Travail à faire:
Selon le texte sur Night Boy, dans quelle ville d'Angleterre le roman se déroule-t-il ?

Night Boy, Gilles Sebhan (La Manufacture des livres)

Le Royaume des insensés lui a donc donné le goût du polar… Cette suite de cinq romans, parus au Rouergue dans la collection « noire » (1), se pliait déjà, pour une part, aux codes du récit policier. Pour une part… On restait quand même surtout dans l’univers de Gilles Sebhan, avec cette version trash du Grand Meaulnes, où une bande d’adolescents pour le moins exaltés et un psychiatre tendance savant fou s’affrontaient dans une atmosphère de merveilleux diffus et de conte gothique.

 

« … comme dans un champ de mines »

 

Ici, le doute ne semble d’abord plus permis : Night Boy, volume unique de presque 300 pages qu’on lit d’un trait, ressemble furieusement à un vrai policier d’aujourd’hui. Ne comptez pas sur moi pour déflorer l’intrigue, à base de migrants exploités, de mineurs abusés et de mafia albanaise particulièrement agressive. Si l’Angleterre est le décor (Bournemouth), c’est peut-être parce qu’elle constitue le but rêvé de beaucoup de ceux que la violence ou la misère chassent de leur propre pays. Mais c’est aussi, bien sûr, parce que ce royaume-là a vu naître le genre littéraire que le récit dont nous parlons paraît s’attacher à illustrer.

Enregistrements:
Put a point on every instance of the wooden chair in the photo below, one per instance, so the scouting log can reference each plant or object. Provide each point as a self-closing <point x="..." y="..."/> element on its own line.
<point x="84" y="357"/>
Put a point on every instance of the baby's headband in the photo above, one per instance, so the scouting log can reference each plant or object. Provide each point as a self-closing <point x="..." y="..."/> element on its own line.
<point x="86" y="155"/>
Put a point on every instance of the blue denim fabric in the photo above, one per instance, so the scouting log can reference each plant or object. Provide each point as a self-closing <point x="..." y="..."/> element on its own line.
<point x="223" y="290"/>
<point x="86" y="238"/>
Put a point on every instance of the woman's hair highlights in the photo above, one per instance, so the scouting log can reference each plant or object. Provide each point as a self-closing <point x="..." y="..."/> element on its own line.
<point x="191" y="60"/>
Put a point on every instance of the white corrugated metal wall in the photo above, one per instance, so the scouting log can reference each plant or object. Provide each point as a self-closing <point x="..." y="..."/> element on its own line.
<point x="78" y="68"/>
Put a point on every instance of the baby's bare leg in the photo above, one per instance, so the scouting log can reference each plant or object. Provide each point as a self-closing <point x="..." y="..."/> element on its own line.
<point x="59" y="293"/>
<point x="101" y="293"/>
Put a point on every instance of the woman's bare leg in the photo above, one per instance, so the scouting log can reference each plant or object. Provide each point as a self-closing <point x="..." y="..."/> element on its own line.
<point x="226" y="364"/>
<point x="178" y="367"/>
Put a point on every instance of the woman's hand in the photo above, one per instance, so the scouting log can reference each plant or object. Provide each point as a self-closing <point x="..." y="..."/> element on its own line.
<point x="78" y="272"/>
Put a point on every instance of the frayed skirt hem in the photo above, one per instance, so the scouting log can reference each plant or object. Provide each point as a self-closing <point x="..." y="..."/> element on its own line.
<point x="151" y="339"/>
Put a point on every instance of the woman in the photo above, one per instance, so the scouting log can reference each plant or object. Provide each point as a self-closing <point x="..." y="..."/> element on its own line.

Résultat de l'exercice:
À Bournemouth.